__TEKS LATIHAN__.

────────────────────────────────────────

Minyak Dunia Anjlok, Penerimaan Negara Berpotensi Raib Rp 130 T?
Reporter
Ghoida Rahmah
Editor
Ali Akhmad Noor Hidayat
Selasa, 10 Maret 2020 05:00 WIB
TEMPO.CO, Jakarta - Pelemahan tajam harga minyak dunia turut menambah ketidakpastian perekonomian global, yang sebelumnya telah cukup tertekan oleh merebaknya virus Corona (Covid19). Kemarin, harga minyak mentah dunia jenis Brent tercatat anjlok hingga lebih dari 20 persen ke level US$ 36,15 per barel.
“Kondisi ini mendorong koreksi di pasar keuangan global, dan diperkirakan akan mempengaruhi sentimen investasi di pasar keuangan negara berkembang, termasuk Indonesia,” ujar Kepala Ekonom PT Bank Permata Tbk, Josua Pardede kepada Tempo, Senin 9 Maret 2020.
Hal itu tercermin dari Indeks Harga Saham Gabungan (IHSG), yang sejak awal tahun telah terkoreksi hingga 18,2 persen (year to date), dan nilai tukar rupiah yang melemah sebesar 3,8 persen (year to date). “Di tengah meningkatnya sentiment pasar yang cenderung menjauhi risiko, pelaku pasar global cenderung akan memarkirkan investasinya pada safe haven asset seperti surat berharga negara dan emas,” kata Josua.

────────────────────────────────────────

__ENTRI DITAMPILKAN__.
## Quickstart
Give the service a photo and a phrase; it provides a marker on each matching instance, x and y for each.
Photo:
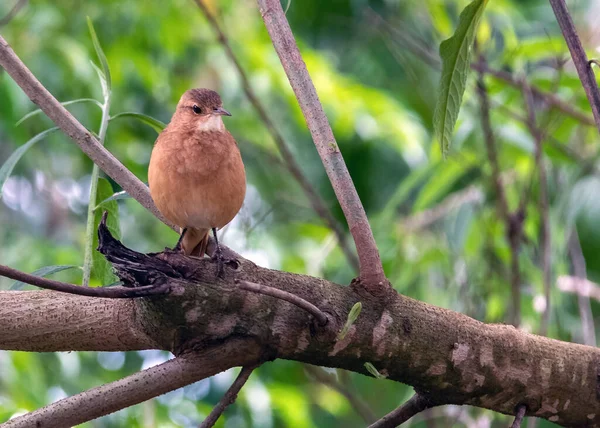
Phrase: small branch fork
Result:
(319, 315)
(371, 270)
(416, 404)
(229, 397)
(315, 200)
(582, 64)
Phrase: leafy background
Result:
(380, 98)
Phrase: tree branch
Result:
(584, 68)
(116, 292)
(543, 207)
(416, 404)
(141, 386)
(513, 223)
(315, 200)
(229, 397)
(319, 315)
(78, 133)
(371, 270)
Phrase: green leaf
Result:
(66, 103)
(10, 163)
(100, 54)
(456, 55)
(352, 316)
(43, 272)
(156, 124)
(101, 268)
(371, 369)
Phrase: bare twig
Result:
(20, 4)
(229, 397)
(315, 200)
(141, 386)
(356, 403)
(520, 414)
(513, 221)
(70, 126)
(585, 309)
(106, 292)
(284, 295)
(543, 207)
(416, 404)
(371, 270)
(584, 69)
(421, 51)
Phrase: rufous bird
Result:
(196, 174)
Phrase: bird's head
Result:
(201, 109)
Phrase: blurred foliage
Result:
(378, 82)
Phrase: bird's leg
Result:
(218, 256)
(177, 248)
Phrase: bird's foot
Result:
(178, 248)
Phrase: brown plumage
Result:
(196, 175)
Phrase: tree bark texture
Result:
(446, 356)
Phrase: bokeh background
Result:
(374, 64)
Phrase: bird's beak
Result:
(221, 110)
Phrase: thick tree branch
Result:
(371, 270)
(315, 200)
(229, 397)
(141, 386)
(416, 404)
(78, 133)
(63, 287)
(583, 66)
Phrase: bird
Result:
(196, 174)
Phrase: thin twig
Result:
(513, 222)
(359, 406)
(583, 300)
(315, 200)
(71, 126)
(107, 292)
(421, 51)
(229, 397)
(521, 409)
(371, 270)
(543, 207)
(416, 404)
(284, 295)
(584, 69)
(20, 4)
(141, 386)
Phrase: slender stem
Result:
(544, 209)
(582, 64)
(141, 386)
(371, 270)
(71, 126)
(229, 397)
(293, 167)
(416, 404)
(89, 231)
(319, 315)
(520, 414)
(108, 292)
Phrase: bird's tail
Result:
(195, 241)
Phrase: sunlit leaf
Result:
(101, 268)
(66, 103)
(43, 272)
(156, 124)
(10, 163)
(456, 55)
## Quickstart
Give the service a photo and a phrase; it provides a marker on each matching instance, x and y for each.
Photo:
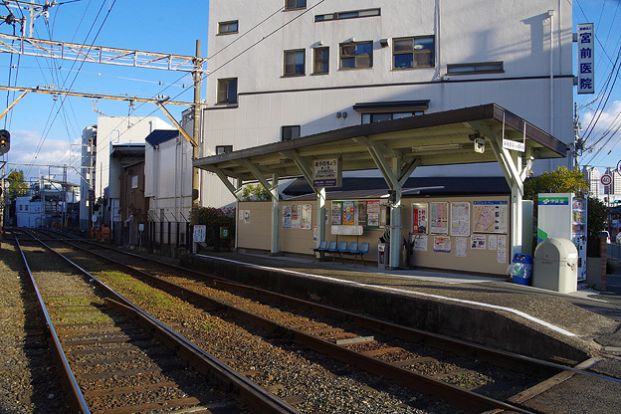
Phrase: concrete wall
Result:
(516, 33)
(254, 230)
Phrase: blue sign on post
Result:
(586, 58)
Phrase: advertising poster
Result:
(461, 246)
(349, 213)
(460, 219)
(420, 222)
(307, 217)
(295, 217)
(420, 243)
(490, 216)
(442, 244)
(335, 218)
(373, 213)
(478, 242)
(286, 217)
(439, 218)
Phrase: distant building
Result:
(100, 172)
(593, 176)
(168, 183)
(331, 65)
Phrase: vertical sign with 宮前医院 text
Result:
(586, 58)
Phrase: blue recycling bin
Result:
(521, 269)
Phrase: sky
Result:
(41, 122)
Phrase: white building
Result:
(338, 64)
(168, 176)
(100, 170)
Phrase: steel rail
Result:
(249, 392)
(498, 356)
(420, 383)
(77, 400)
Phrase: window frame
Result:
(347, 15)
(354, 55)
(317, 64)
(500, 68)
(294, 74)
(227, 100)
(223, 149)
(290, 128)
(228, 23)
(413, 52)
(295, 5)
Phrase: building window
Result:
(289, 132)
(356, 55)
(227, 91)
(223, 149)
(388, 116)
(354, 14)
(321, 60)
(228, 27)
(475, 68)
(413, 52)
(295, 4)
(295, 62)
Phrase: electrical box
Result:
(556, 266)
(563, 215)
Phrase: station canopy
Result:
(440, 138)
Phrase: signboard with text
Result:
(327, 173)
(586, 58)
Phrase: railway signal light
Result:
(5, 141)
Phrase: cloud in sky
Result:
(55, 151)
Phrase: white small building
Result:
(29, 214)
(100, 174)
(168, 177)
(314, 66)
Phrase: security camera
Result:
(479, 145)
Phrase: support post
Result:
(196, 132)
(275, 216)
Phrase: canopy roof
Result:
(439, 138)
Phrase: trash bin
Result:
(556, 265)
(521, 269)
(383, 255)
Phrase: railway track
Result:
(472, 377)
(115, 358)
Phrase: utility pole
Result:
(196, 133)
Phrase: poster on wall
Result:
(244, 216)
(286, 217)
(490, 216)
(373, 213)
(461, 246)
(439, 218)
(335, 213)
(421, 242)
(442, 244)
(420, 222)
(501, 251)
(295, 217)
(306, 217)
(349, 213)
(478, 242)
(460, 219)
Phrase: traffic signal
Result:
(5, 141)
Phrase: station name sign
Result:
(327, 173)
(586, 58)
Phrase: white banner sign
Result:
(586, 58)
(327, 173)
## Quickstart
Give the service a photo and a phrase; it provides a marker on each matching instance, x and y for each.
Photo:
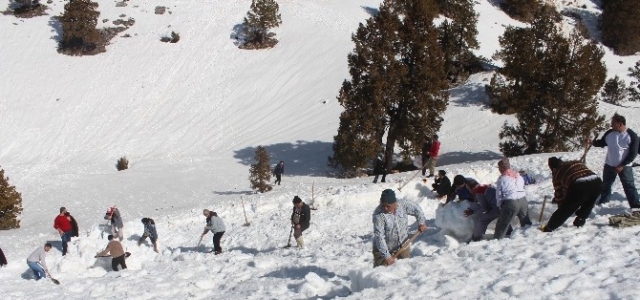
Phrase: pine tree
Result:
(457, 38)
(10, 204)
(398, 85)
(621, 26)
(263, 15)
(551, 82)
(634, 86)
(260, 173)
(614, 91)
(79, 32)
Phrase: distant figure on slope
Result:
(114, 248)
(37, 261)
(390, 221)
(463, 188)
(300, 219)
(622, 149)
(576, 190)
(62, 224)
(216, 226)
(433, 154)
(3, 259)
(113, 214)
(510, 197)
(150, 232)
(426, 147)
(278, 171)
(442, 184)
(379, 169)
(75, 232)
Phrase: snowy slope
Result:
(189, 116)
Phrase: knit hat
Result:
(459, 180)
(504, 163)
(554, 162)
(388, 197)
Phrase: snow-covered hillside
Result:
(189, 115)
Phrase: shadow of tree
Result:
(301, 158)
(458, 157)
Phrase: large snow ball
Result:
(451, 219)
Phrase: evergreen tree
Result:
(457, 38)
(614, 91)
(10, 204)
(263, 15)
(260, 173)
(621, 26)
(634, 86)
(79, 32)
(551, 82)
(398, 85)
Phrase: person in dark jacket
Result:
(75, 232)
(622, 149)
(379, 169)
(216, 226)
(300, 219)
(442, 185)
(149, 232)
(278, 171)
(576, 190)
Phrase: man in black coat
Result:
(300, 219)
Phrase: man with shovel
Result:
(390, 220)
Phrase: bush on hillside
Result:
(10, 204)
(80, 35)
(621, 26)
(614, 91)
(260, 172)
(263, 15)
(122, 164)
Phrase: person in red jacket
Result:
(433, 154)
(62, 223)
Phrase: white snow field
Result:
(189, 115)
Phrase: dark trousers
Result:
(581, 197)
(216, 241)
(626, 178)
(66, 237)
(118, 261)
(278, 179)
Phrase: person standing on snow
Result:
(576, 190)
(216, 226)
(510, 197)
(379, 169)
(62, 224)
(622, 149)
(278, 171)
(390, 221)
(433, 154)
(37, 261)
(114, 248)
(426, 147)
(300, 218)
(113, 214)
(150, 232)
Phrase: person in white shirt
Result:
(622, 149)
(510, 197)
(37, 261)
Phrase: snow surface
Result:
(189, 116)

────────────────────────────────────────

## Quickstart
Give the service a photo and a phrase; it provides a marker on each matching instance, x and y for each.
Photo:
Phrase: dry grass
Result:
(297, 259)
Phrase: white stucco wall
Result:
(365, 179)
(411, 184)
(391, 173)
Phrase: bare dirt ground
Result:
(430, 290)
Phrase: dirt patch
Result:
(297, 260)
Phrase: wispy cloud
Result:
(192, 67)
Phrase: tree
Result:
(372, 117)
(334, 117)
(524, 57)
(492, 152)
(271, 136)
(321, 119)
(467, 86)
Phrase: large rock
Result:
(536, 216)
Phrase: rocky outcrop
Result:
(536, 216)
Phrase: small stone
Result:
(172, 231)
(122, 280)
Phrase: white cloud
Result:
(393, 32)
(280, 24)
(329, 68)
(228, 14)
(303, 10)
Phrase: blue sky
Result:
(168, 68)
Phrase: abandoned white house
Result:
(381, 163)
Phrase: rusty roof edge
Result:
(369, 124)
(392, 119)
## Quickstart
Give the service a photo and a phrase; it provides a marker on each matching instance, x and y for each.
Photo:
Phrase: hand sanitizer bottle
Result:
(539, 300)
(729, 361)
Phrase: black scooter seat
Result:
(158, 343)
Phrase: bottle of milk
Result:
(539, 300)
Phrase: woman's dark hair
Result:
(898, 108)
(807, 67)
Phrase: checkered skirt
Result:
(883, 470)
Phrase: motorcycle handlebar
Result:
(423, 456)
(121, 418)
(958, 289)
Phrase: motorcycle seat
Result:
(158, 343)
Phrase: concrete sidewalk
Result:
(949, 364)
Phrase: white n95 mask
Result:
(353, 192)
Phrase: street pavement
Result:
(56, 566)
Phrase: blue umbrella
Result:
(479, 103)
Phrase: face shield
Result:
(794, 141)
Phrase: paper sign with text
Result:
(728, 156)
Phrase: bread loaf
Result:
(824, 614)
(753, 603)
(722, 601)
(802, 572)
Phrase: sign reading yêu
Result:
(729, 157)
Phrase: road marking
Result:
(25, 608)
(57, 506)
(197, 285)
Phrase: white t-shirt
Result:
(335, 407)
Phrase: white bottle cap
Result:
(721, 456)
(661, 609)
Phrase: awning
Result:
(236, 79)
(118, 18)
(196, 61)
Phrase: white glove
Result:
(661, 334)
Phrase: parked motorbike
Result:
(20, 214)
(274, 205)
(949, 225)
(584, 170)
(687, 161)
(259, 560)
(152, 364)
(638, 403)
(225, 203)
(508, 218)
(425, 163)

────────────────────────────────────────

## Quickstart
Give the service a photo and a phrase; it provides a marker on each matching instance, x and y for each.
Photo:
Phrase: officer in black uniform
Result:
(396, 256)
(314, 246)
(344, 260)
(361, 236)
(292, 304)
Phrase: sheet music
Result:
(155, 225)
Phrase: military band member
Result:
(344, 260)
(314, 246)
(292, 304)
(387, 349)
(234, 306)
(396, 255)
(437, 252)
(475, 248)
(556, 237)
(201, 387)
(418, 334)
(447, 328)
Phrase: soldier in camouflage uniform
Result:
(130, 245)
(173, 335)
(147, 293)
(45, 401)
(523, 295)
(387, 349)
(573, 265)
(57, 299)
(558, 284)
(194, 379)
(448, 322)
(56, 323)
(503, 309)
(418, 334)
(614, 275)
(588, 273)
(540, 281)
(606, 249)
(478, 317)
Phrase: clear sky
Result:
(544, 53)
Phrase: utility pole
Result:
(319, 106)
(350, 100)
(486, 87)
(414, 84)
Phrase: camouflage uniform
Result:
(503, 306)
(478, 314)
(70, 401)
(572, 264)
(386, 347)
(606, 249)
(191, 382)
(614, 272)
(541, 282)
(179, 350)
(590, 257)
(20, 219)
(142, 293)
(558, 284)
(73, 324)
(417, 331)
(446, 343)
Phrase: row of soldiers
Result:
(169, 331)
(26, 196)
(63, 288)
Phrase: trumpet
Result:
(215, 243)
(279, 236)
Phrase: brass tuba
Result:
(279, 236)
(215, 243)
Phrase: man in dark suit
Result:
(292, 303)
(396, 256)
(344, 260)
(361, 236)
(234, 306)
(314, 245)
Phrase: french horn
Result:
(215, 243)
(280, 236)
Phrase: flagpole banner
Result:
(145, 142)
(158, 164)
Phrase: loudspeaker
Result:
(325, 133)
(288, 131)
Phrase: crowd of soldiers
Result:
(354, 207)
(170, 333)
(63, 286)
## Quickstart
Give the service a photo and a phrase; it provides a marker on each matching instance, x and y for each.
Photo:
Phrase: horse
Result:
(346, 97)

────────────────────────────────────────

__PERINTAH TUGAS__.
Salin dari teks latihan tentang anjloknya harga minyak dunia bagian yang diawali kata-kata yang memuat "Minyak Dunia Anjlok, Penerimaan" dan diakhiri "36,15 per barel.".

__JAWABAN LATIHAN__.
Minyak Dunia Anjlok, Penerimaan Negara Berpotensi Raib Rp 130 T?
Reporter
Ghoida Rahmah
Editor
Ali Akhmad Noor Hidayat
Selasa, 10 Maret 2020 05:00 WIB
TEMPO.CO, Jakarta - Pelemahan tajam harga minyak dunia turut menambah ketidakpastian perekonomian global, yang sebelumnya telah cukup tertekan oleh merebaknya virus Corona (Covid19). Kemarin, harga minyak mentah dunia jenis Brent tercatat anjlok hingga lebih dari 20 persen ke level US$ 36,15 per barel.